Show every line from the entries that follow which holds the word "hazy".

§ **DATA FOR ANALYSIS**:

========

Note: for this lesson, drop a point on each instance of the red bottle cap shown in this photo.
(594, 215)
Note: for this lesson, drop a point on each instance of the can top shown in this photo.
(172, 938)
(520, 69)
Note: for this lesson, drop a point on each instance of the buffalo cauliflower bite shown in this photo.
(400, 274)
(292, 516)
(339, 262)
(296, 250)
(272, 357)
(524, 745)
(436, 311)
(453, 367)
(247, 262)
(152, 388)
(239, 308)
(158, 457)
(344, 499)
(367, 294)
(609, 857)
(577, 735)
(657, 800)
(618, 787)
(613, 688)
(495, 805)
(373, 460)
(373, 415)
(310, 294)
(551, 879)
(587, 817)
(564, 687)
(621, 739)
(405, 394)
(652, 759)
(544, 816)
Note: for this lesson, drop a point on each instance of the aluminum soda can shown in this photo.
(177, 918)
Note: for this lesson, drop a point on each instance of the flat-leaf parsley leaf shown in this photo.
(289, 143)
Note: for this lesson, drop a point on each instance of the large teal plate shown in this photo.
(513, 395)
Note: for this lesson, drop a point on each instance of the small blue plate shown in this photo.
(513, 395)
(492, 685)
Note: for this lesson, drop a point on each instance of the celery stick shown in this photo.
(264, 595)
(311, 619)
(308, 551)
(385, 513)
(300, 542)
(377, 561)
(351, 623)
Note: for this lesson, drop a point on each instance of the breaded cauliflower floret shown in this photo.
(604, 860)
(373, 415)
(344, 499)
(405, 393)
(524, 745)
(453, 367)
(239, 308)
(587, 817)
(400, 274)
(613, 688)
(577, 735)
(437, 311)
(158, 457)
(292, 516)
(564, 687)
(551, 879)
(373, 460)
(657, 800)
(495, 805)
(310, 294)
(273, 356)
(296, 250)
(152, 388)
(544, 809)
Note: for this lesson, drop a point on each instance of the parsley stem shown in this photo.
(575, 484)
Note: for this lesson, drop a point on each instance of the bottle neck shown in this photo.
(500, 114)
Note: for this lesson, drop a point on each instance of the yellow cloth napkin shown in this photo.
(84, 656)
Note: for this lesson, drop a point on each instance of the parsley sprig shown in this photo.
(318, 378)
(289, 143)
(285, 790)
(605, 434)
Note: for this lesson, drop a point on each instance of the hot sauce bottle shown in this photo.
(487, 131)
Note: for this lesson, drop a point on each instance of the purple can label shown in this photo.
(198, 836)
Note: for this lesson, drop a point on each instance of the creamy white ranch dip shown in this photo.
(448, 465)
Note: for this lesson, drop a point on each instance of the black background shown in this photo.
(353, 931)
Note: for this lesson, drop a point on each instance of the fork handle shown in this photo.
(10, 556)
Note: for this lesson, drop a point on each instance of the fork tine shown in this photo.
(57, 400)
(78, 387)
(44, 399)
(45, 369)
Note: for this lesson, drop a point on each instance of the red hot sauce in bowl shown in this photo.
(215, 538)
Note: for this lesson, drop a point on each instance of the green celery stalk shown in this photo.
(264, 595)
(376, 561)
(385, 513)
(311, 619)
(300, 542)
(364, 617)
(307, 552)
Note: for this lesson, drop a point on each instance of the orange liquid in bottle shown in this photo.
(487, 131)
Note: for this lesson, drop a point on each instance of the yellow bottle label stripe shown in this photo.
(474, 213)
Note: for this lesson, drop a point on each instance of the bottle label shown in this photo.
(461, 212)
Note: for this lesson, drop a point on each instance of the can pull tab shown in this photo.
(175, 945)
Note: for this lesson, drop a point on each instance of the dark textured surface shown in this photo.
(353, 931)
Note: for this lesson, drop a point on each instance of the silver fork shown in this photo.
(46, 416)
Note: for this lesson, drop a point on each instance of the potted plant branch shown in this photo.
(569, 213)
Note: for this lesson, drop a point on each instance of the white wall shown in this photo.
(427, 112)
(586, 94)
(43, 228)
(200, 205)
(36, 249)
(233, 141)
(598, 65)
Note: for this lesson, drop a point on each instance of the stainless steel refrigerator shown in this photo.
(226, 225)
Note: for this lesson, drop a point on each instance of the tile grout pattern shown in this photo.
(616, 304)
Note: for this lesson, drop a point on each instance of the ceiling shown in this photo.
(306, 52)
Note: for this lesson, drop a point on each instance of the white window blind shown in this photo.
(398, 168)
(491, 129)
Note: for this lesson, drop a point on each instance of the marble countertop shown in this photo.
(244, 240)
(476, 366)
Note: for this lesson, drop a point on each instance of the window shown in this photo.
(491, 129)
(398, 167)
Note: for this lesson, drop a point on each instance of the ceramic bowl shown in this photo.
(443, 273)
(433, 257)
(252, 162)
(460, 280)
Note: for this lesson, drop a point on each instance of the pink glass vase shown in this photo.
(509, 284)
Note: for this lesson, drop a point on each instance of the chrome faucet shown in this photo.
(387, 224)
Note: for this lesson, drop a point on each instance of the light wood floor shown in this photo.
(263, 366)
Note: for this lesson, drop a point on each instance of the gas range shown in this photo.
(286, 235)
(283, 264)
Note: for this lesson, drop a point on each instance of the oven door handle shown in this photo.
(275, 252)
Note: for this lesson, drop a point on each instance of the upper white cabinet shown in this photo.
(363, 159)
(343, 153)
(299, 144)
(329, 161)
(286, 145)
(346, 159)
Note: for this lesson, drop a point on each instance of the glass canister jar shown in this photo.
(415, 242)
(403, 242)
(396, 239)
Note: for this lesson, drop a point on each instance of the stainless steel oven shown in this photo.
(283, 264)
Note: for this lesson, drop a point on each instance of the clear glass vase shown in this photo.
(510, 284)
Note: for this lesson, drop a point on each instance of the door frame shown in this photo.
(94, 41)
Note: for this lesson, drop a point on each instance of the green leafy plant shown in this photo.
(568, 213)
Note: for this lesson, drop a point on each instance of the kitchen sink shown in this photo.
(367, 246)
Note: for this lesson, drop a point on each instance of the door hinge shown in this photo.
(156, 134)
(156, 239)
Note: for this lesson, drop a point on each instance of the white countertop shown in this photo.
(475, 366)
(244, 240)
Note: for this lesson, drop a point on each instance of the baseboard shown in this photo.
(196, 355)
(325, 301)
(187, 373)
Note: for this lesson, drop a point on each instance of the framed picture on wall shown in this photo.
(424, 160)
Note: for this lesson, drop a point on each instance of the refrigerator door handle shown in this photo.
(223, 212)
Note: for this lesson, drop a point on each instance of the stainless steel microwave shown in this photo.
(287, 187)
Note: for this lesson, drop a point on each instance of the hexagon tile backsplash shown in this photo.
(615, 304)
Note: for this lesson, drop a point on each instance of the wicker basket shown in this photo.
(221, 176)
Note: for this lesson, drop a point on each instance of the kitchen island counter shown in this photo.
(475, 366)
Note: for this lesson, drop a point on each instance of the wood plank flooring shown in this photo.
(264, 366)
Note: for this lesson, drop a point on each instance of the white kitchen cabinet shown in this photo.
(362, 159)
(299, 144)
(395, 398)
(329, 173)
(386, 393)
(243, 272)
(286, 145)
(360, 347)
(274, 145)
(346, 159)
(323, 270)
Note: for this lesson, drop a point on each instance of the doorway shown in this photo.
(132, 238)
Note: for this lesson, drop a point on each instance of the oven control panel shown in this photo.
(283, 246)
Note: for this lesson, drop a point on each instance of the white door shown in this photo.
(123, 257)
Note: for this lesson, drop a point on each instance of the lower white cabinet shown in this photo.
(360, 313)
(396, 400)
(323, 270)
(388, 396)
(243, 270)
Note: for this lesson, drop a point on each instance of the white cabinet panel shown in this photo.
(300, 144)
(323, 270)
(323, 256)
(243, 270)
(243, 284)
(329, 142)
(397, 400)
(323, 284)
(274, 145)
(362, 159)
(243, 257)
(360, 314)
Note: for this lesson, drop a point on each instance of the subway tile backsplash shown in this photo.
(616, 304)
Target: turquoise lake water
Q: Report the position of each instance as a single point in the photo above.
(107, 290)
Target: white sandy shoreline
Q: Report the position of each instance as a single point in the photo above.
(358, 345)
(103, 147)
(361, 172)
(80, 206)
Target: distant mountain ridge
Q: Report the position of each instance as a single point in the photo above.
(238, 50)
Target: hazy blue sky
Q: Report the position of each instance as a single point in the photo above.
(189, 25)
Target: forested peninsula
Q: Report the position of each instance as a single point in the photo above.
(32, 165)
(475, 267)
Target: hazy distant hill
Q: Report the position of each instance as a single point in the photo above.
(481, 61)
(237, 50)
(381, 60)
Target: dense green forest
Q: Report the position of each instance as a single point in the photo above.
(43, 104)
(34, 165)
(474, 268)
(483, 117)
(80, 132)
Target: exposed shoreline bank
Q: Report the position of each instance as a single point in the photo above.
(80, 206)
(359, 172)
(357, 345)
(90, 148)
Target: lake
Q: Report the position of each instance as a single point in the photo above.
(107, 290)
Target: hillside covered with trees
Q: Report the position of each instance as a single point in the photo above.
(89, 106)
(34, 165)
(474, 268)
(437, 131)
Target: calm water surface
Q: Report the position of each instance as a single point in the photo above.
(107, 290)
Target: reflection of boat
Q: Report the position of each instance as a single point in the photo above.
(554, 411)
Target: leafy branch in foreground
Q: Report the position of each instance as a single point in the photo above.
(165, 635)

========

§ **FINAL ANSWER**:
Target: hazy blue sky
Target: hazy distant hill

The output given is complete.